--- BEGIN ---
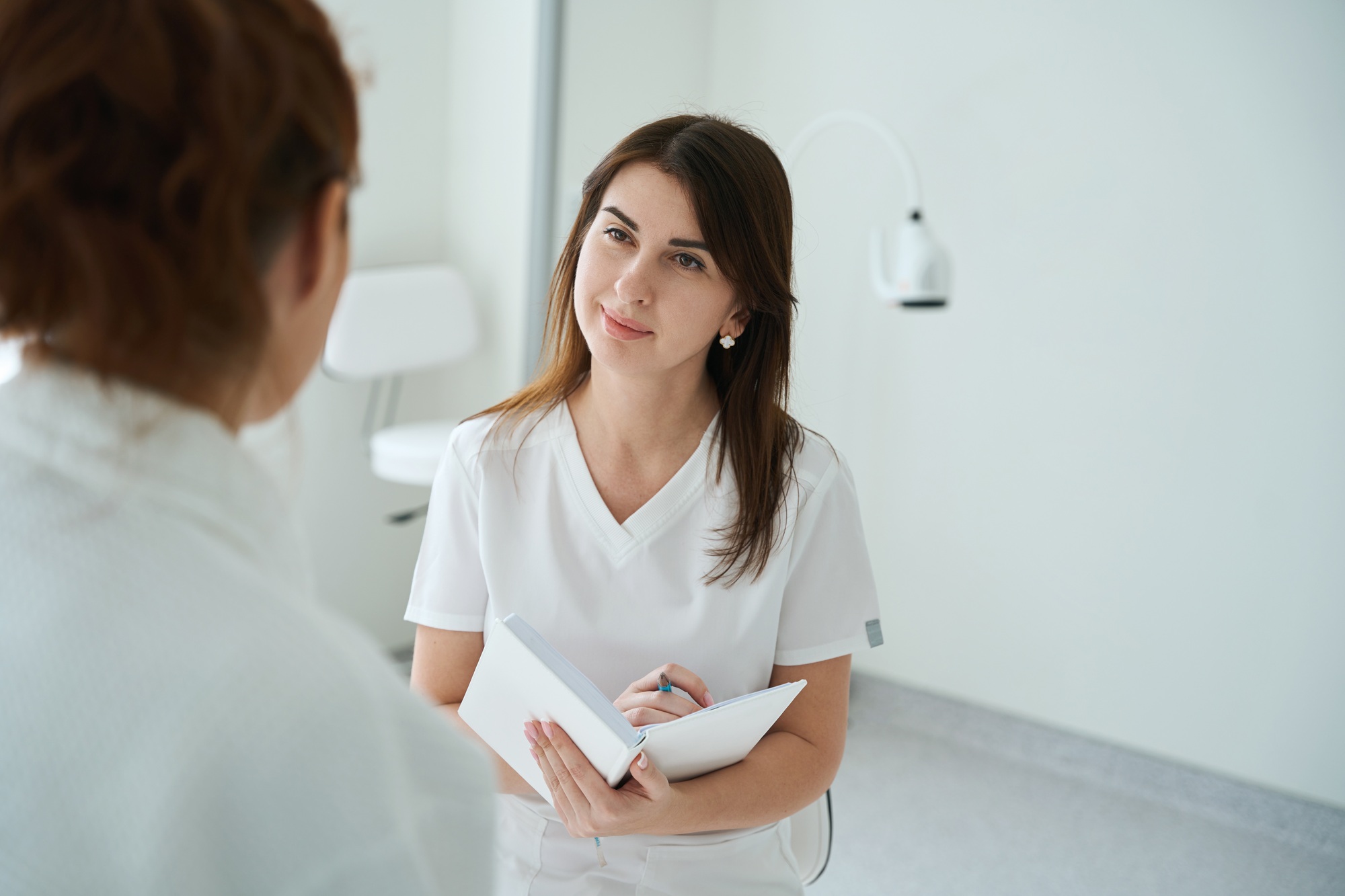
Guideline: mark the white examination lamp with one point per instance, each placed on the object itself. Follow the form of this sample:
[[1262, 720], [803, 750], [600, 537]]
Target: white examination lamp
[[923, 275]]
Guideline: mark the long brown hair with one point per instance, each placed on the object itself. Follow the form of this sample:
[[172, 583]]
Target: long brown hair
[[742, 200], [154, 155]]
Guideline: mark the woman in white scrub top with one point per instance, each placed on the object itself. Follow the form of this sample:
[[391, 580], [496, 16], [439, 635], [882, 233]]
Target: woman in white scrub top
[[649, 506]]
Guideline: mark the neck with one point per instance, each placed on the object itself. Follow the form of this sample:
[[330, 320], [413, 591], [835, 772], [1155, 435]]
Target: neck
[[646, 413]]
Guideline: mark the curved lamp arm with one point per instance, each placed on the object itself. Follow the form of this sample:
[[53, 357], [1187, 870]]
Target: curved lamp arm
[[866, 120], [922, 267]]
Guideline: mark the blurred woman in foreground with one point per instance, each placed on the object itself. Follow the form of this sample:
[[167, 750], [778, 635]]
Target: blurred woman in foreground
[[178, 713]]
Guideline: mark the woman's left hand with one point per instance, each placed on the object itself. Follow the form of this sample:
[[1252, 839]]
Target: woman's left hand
--- END ---
WHAT YOU HAVE TO DO
Lay out the stretch of rows from the very start through the line containing "[[646, 413]]", both ends included, as a JSON list of strings with one string per line. Omit blank lines and leave the pictures out.

PROBLEM SOLUTION
[
  "Guideline: mark the white examination lamp with one point per instance, each placed on the object itself. Follow the form of this sample:",
  "[[1262, 720], [803, 750], [600, 537]]",
  "Target: white examination lamp",
  "[[923, 275]]",
  "Guideline: mark the long brown hair with one point per instance, each placed on the object itself. Follow the form of this sample:",
  "[[172, 583]]",
  "Target: long brown hair",
  "[[742, 200], [154, 155]]",
  "Guideline: mark the woman in white scrub top with one point per instance, each placed on the object itself. Follow the form of this sample:",
  "[[391, 580], [496, 16], [439, 635], [882, 233]]",
  "Target: woman in white scrub top",
  "[[649, 506]]",
  "Guideline: mark the neck with one point per instance, each placed on the object itself. Follow the form of this sample:",
  "[[330, 320], [413, 591], [835, 772], [1155, 435]]",
  "Target: neck",
  "[[646, 413]]"
]